[Location labeling records]
================================
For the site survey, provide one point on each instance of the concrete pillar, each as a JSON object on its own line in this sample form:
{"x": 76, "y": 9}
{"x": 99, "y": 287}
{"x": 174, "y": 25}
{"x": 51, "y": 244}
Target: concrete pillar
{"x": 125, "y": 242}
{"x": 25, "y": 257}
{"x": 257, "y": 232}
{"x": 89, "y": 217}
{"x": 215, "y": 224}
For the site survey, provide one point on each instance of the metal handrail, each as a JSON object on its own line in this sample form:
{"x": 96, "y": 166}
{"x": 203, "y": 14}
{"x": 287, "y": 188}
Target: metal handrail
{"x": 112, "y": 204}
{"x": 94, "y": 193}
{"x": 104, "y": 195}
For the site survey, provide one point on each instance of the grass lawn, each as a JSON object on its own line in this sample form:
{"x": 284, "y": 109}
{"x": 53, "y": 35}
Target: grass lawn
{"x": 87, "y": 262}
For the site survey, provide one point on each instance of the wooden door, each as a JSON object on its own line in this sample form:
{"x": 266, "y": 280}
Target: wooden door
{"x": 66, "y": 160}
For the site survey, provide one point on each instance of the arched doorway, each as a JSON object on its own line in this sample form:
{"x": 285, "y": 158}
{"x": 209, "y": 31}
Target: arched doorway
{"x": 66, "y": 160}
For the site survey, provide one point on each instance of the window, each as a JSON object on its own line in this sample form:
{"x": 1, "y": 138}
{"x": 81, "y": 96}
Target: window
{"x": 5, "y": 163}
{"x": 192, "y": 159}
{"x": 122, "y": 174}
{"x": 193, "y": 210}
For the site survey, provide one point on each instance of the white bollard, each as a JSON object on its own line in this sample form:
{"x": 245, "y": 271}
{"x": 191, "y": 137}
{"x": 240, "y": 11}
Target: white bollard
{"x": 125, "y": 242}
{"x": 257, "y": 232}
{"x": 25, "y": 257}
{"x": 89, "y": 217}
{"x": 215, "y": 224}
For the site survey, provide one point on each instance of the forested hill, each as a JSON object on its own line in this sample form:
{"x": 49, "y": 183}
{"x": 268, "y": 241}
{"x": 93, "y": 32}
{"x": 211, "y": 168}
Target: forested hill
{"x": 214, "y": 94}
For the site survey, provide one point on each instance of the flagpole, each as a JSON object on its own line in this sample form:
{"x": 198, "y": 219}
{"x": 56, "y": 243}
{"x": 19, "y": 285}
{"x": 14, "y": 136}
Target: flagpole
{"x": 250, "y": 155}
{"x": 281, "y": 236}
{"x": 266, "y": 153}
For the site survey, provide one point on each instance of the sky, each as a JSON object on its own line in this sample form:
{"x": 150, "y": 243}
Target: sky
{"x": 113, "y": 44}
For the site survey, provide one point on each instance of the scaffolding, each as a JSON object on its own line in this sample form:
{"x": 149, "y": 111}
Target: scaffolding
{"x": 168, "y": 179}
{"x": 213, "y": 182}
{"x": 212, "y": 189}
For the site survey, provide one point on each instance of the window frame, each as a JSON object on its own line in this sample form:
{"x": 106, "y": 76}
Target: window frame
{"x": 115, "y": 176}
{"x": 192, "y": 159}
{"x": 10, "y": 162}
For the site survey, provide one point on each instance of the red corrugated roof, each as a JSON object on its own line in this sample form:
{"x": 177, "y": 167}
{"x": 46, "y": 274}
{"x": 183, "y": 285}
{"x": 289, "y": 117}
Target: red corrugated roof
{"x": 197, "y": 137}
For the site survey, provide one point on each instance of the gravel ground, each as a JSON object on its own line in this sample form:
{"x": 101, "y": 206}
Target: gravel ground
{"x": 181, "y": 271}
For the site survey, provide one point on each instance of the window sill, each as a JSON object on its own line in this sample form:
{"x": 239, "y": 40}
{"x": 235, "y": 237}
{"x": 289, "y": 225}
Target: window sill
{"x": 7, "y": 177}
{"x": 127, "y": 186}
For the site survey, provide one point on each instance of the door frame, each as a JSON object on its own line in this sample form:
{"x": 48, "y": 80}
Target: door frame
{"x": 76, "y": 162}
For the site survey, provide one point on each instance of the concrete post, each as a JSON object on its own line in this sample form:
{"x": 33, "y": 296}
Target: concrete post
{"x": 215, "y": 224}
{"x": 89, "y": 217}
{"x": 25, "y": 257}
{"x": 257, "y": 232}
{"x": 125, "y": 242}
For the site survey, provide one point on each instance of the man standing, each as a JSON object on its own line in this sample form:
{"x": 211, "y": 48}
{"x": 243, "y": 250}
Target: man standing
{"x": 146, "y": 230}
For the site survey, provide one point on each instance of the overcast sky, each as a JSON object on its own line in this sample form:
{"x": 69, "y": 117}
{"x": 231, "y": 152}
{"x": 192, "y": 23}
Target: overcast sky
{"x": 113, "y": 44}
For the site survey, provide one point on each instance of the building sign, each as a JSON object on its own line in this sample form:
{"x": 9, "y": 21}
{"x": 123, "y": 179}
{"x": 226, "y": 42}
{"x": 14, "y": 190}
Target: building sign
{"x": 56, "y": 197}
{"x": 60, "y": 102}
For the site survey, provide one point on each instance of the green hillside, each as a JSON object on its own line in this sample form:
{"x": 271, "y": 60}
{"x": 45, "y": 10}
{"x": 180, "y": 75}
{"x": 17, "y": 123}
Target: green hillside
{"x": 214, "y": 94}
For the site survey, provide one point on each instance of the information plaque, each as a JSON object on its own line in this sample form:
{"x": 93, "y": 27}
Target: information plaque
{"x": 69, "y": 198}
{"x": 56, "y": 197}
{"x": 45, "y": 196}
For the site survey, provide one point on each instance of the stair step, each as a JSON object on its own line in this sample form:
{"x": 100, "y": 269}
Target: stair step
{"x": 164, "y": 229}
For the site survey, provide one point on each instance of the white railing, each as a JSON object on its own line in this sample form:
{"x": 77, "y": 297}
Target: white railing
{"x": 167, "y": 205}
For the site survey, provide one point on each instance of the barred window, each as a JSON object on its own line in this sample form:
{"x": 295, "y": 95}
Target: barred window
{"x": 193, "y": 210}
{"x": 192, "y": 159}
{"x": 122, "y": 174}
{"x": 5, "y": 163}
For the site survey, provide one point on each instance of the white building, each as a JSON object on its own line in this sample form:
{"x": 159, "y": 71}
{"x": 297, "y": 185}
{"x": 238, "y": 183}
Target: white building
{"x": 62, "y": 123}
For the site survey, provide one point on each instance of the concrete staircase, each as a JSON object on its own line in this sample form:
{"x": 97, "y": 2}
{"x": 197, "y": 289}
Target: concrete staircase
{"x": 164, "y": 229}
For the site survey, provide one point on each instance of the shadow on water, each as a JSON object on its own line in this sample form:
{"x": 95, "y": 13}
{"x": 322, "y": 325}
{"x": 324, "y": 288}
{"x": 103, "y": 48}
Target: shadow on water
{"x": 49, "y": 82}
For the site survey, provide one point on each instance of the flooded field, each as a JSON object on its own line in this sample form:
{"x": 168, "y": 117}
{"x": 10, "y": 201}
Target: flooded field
================================
Print the entries exactly. Include every one.

For the site survey, provide one point on each instance of the concrete pillar, each as a JSON object on its own line in this sample form:
{"x": 76, "y": 9}
{"x": 99, "y": 287}
{"x": 174, "y": 25}
{"x": 51, "y": 244}
Target: concrete pillar
{"x": 125, "y": 242}
{"x": 25, "y": 257}
{"x": 257, "y": 232}
{"x": 89, "y": 217}
{"x": 215, "y": 224}
For the site survey, provide one point on each instance of the metal handrail, each as a JSON object on its own line in this sample form:
{"x": 96, "y": 166}
{"x": 203, "y": 14}
{"x": 287, "y": 188}
Target: metal handrail
{"x": 112, "y": 204}
{"x": 94, "y": 193}
{"x": 104, "y": 195}
For the site survey, provide one point on each instance of the grass lawn, each as a JSON object on its own line in this sample form:
{"x": 284, "y": 109}
{"x": 53, "y": 35}
Target: grass lawn
{"x": 87, "y": 262}
For the site survey, provide one point on each instance of the wooden door, each as a JSON object on its own line in this sample form:
{"x": 266, "y": 280}
Target: wooden door
{"x": 66, "y": 160}
For the site survey, provide one point on each instance of the arched doorway, each as a JSON object on its own line in this sample form:
{"x": 285, "y": 158}
{"x": 209, "y": 31}
Target: arched doorway
{"x": 66, "y": 160}
For the site survey, provide one point on each instance of the window, each as a JSON object on its own line in this sample form:
{"x": 1, "y": 138}
{"x": 81, "y": 96}
Target: window
{"x": 5, "y": 163}
{"x": 192, "y": 159}
{"x": 122, "y": 174}
{"x": 193, "y": 210}
For the site survey, provide one point on each instance of the white bollard, each as a JSON object on its own line in this sample form:
{"x": 245, "y": 271}
{"x": 191, "y": 137}
{"x": 240, "y": 11}
Target: white bollard
{"x": 125, "y": 242}
{"x": 257, "y": 232}
{"x": 25, "y": 257}
{"x": 89, "y": 217}
{"x": 215, "y": 224}
For the site survey, provide one point on each instance of the forested hill, each as a JSON object on its own line in this sample form:
{"x": 49, "y": 183}
{"x": 268, "y": 241}
{"x": 93, "y": 32}
{"x": 211, "y": 168}
Target: forested hill
{"x": 214, "y": 94}
For the site survey, provide one point on each instance of the flagpole, each as a JSON object on its own line in this sample form:
{"x": 198, "y": 219}
{"x": 56, "y": 243}
{"x": 19, "y": 285}
{"x": 14, "y": 136}
Target: flagpole
{"x": 250, "y": 155}
{"x": 281, "y": 236}
{"x": 266, "y": 153}
For the site survey, provide one point on each instance of the sky, each as a JSON object on its own line in this sample form:
{"x": 150, "y": 243}
Target: sky
{"x": 113, "y": 44}
For the site survey, provide one point on each instance of the scaffolding, each as a JSON object on its own line in this sample form:
{"x": 149, "y": 111}
Target: scaffolding
{"x": 168, "y": 179}
{"x": 213, "y": 182}
{"x": 212, "y": 189}
For the site survey, provide one point on each instance of the window frame, each as a JSON object on its own line in this sample form:
{"x": 106, "y": 76}
Target: window frame
{"x": 115, "y": 176}
{"x": 192, "y": 159}
{"x": 10, "y": 162}
For the site survey, provide one point on each instance of the red corrugated roof, each as a JSON object on its own line in this sample form:
{"x": 177, "y": 167}
{"x": 46, "y": 274}
{"x": 183, "y": 285}
{"x": 289, "y": 117}
Target: red corrugated roof
{"x": 197, "y": 137}
For the site survey, provide one point on each instance of the gravel ground, each as a JSON object on its own line in this sample form:
{"x": 101, "y": 206}
Target: gravel ground
{"x": 181, "y": 271}
For the site survey, provide one point on each instance of the window sill, each as a JSON object on its own line in this sample form:
{"x": 239, "y": 40}
{"x": 235, "y": 237}
{"x": 289, "y": 225}
Target: window sill
{"x": 7, "y": 177}
{"x": 127, "y": 186}
For the site survey, provide one point on each instance of the door frame, each as a JSON object on its own line in this sample form:
{"x": 48, "y": 80}
Target: door frame
{"x": 76, "y": 162}
For the site survey, provide one point on each instance of the concrete post, each as a JSON object on its own line in this sample form:
{"x": 33, "y": 296}
Target: concrete post
{"x": 215, "y": 224}
{"x": 89, "y": 217}
{"x": 25, "y": 257}
{"x": 257, "y": 232}
{"x": 125, "y": 242}
For the site survey, provide one point on each instance of the man standing, each as a JSON object on its own line in this sample form:
{"x": 211, "y": 48}
{"x": 243, "y": 250}
Target: man standing
{"x": 146, "y": 230}
For the site survey, provide one point on each instance of the overcast sky, each as a JSON object on its own line in this sample form:
{"x": 69, "y": 117}
{"x": 231, "y": 152}
{"x": 192, "y": 23}
Target: overcast sky
{"x": 113, "y": 44}
For the site survey, provide one point on each instance of the building sign, each as a JSON object on its own line in this sample form:
{"x": 9, "y": 21}
{"x": 123, "y": 179}
{"x": 226, "y": 42}
{"x": 14, "y": 190}
Target: building sign
{"x": 56, "y": 197}
{"x": 60, "y": 102}
For the site survey, provide one point on each instance of the green hillside, each as a JSON object on its own line in this sample form:
{"x": 271, "y": 60}
{"x": 45, "y": 10}
{"x": 180, "y": 75}
{"x": 17, "y": 123}
Target: green hillside
{"x": 214, "y": 94}
For the site survey, provide one point on each instance of the information plaque, each as a JSON object on its own line in this sample form:
{"x": 93, "y": 27}
Target: information plaque
{"x": 69, "y": 198}
{"x": 56, "y": 197}
{"x": 45, "y": 196}
For the site survey, provide one point on each instance of the stair step, each as a JSON object on its own line in this sample form:
{"x": 100, "y": 269}
Target: stair step
{"x": 164, "y": 229}
For the site survey, provide one point on each instance of the white railing, each as a JSON object on its own line in this sample form:
{"x": 77, "y": 297}
Target: white railing
{"x": 167, "y": 205}
For the site survey, provide one point on each instance of the barred window, each as a JSON object on its own line in this sample form:
{"x": 295, "y": 95}
Target: barred window
{"x": 193, "y": 210}
{"x": 192, "y": 159}
{"x": 122, "y": 174}
{"x": 5, "y": 163}
For the site survey, provide one point on each instance of the white building, each as a JSON object on its own line in this sample form:
{"x": 159, "y": 71}
{"x": 297, "y": 185}
{"x": 238, "y": 183}
Target: white building
{"x": 62, "y": 123}
For the site survey, provide one point on each instance of the concrete staircase, each as a JSON object on its own line in this sample form:
{"x": 97, "y": 2}
{"x": 197, "y": 289}
Target: concrete staircase
{"x": 164, "y": 229}
For the site survey, provide one point on each instance of the shadow on water, each as a JSON object on its own line in this sample form:
{"x": 95, "y": 13}
{"x": 322, "y": 325}
{"x": 324, "y": 288}
{"x": 103, "y": 48}
Target: shadow on water
{"x": 49, "y": 82}
For the site survey, provide one point on each instance of the flooded field, each as a JSON object on its own line in this sample form:
{"x": 168, "y": 117}
{"x": 10, "y": 201}
Target: flooded field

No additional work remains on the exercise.